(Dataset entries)

=-=-=

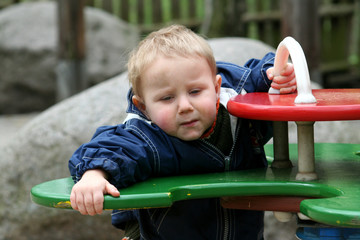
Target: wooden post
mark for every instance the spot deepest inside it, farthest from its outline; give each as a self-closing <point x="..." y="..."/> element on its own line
<point x="71" y="77"/>
<point x="300" y="19"/>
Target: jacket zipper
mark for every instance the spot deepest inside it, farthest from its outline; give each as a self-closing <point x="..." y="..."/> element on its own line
<point x="227" y="162"/>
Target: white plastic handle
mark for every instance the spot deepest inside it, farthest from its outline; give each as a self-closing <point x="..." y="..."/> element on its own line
<point x="289" y="46"/>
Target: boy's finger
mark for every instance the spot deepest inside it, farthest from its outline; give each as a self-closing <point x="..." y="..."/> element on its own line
<point x="98" y="202"/>
<point x="89" y="205"/>
<point x="281" y="79"/>
<point x="287" y="90"/>
<point x="112" y="190"/>
<point x="73" y="200"/>
<point x="269" y="73"/>
<point x="288" y="70"/>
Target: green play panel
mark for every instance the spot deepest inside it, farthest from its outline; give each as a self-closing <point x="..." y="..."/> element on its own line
<point x="335" y="196"/>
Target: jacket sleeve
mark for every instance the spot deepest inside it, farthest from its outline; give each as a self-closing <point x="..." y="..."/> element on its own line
<point x="251" y="77"/>
<point x="124" y="152"/>
<point x="257" y="80"/>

=-=-=

**Your goal**
Each line of the data above must be reproduced as written. Skip the pictures.

**Response area**
Target: wooden post
mark for every instance the spot deepest inside it, farthest from its outline; give each as a self-closing <point x="..." y="..."/> element on its own line
<point x="71" y="77"/>
<point x="300" y="19"/>
Target: jacket zipper
mark for every instance the spot deepest inside it, farthest from its outline; give each as a self-closing <point x="..." y="..."/> element on its own line
<point x="227" y="162"/>
Target: white plastic handle
mark for every instance the spot deepest inside it, farthest from its outline; give each as a self-closing <point x="..." y="..."/> element on its own line
<point x="289" y="46"/>
Target: boy's finger
mark for every instance the spot deepest inside it, farthest from its outline; give each as a self-closing <point x="..." y="..."/> element on its own line
<point x="98" y="202"/>
<point x="89" y="205"/>
<point x="281" y="79"/>
<point x="287" y="90"/>
<point x="112" y="190"/>
<point x="73" y="200"/>
<point x="269" y="73"/>
<point x="288" y="70"/>
Target: green play panel
mark for every instance the spot deepest inside it, farthest from its outline; give each as a self-closing <point x="..." y="..."/> element on its own line
<point x="335" y="196"/>
Target: jacket sleeve
mark for every instance the spot deepest inside it, farthest from its outline; give each as a self-closing <point x="..." y="..."/> element on its own line
<point x="251" y="77"/>
<point x="124" y="152"/>
<point x="257" y="80"/>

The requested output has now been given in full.